* PASSAGE
──────────

Sexual shame is such a soul destroying emotion.
Sexuality is part of being human and it’s the closest thing to your authentic self. It is one of the many ways to be your vulnerable self. Sexual shame can cause one to disown a part of their being, causing a split within self or in other words, a disconnection from self.
Sexual shame can look different for everyone. Women can be shamed for having sex or too much of it, men can be shamed for not having enough of it- society seems to define their masculinity with sexual behavior and people’s sexual orientation can be shamed. Most people experienced sexual shame in some way and it’s something we can all relate to.
Sexual shame becomes a problem that goes beyond sex. It affects your entire being. It causes you to have a very poor relationship with yourself and the relationship with yourself is one of the most important things in life. You live with YOU all your life.
Self disownership is isolating, causes one to feel empty and leads to mental distress like anxiety and depression. It causes very unstable relationships with others, yourself and overall the world. This is why sexual shame affects your entire existence.
Shame is a social emotion which means it’s taught.
Of course we want to teach children and adults to practice sex safely and responsibility. The problem with our sexual education is that some societies seem to think sexual shaming is helpful. It actually does the complete opposite.
Sexual shame is counterproductive because it causes people to use it destructively. My theory is, people who are destructive towards themselves may use sex as a tool to reinforce a message they are familiar with- that they’re a bad person. Sexual shame can cause people to use sex as a way to punish themselves. Not only that, they may do it unsafely.

──────────

* MATERIAL PROVIDED
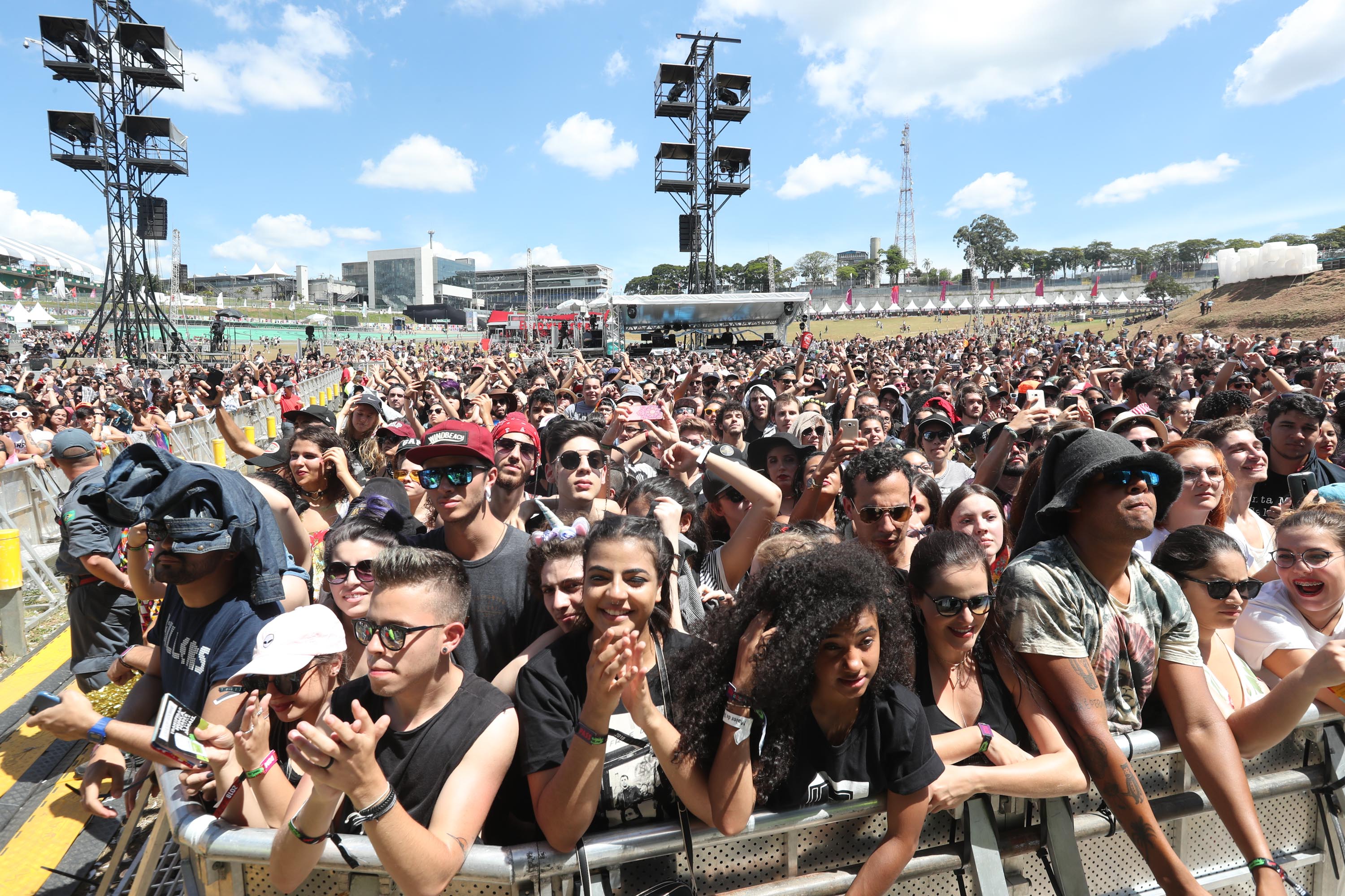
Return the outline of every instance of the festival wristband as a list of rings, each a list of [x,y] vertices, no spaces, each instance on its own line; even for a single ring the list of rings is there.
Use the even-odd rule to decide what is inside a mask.
[[[981,748],[976,752],[985,752],[990,750],[990,742],[995,739],[995,729],[983,721],[978,721],[976,728],[981,729]]]
[[[582,740],[586,744],[593,744],[594,747],[601,747],[607,743],[607,735],[600,735],[582,721],[574,724],[574,739]]]

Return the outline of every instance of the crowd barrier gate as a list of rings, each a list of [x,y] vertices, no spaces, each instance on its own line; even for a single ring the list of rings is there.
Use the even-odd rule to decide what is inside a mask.
[[[1150,795],[1165,834],[1201,885],[1210,891],[1236,885],[1239,891],[1225,892],[1251,893],[1243,857],[1204,793],[1193,789],[1171,731],[1139,731],[1118,736],[1116,742]],[[1337,817],[1345,787],[1341,716],[1314,705],[1290,737],[1244,766],[1276,861],[1315,896],[1345,895],[1345,837]],[[186,892],[194,895],[274,896],[266,869],[274,832],[215,819],[183,797],[178,772],[161,767],[156,771],[164,794],[159,823],[167,827],[160,842],[167,842],[167,849],[143,856],[141,868],[155,869],[156,880],[179,875]],[[967,892],[982,896],[1161,892],[1126,833],[1099,813],[1100,805],[1096,790],[1068,801],[974,798],[964,806],[960,822],[948,813],[925,822],[920,849],[890,892],[956,893],[954,875],[959,870]],[[950,842],[955,826],[958,842]],[[858,865],[885,830],[878,799],[757,813],[736,837],[695,823],[698,888],[702,893],[733,896],[838,896],[854,881]],[[360,866],[351,870],[328,842],[297,893],[399,892],[369,838],[351,836],[342,841]],[[590,873],[619,872],[627,862],[677,854],[679,870],[686,875],[675,823],[597,834],[586,837],[585,844]],[[445,893],[574,896],[577,872],[574,853],[557,853],[546,844],[476,844]],[[620,873],[612,879],[615,887],[621,887]],[[643,880],[625,883],[627,893],[647,885]],[[593,892],[601,892],[599,881],[593,887]]]

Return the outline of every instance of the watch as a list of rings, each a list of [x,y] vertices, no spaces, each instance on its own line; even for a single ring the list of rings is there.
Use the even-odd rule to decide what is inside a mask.
[[[104,716],[98,721],[93,723],[93,728],[85,735],[85,740],[95,744],[108,743],[108,723],[112,721],[108,716]]]

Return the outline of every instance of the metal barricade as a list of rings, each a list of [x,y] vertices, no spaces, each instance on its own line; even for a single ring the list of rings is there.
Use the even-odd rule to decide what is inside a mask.
[[[1345,771],[1345,736],[1340,720],[1340,715],[1313,707],[1290,737],[1245,763],[1251,793],[1275,858],[1315,896],[1345,893],[1340,822],[1326,809],[1314,811],[1314,789],[1332,801],[1340,797],[1338,775]],[[1244,860],[1209,799],[1192,787],[1173,732],[1142,731],[1118,736],[1116,742],[1145,785],[1165,834],[1201,885],[1212,891],[1248,883]],[[1305,764],[1305,744],[1317,751],[1314,764]],[[276,891],[270,887],[266,864],[276,832],[218,821],[199,803],[184,798],[178,772],[163,768],[157,772],[164,811],[180,845],[183,870],[192,879],[196,892],[272,896]],[[916,856],[890,892],[946,896],[956,892],[958,883],[951,875],[959,872],[972,879],[975,892],[982,896],[1161,892],[1126,834],[1099,811],[1095,790],[1071,801],[1037,801],[1032,809],[1029,802],[1001,797],[968,801],[956,842],[950,842],[951,817],[947,813],[931,815]],[[1338,810],[1338,803],[1330,806]],[[857,866],[885,833],[880,799],[757,813],[736,837],[694,825],[699,892],[839,896],[854,883]],[[359,861],[359,868],[351,870],[328,842],[317,868],[296,892],[309,896],[399,892],[387,879],[367,837],[343,837],[342,842]],[[628,879],[623,887],[620,880],[620,866],[638,860],[678,856],[679,873],[687,873],[686,857],[681,854],[682,836],[675,823],[585,837],[585,846],[590,869],[608,869],[613,887],[625,892],[647,885]],[[577,873],[574,853],[557,853],[545,844],[476,844],[445,893],[570,896]]]

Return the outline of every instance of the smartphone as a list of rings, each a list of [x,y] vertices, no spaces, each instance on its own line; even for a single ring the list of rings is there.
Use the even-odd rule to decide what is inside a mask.
[[[1294,506],[1302,504],[1307,493],[1317,488],[1315,473],[1290,473],[1284,478],[1289,480],[1289,498]]]
[[[43,709],[51,709],[52,707],[59,704],[61,704],[61,697],[51,693],[50,690],[39,690],[38,696],[32,699],[32,703],[28,704],[28,712],[31,715],[36,715]]]

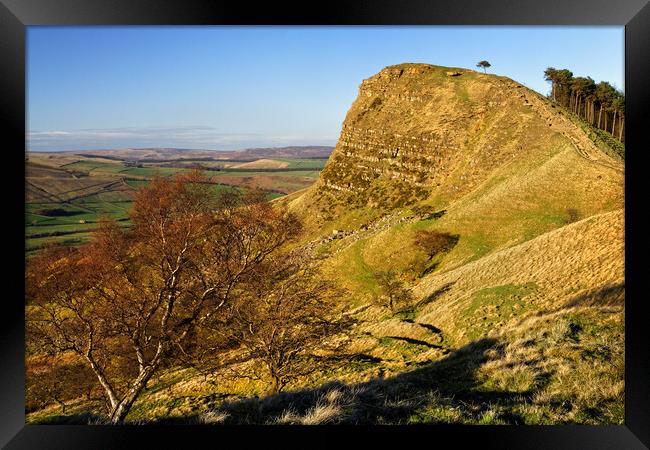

──────────

* PROBLEM DESCRIPTION
Please return, word for word, the part of the passage on sexual shame that opens with the words containing "Sexual shame is such" and closes with "disconnection from self.".

* EXPECTED ANSWER
Sexual shame is such a soul destroying emotion.
Sexuality is part of being human and it’s the closest thing to your authentic self. It is one of the many ways to be your vulnerable self. Sexual shame can cause one to disown a part of their being, causing a split within self or in other words, a disconnection from self.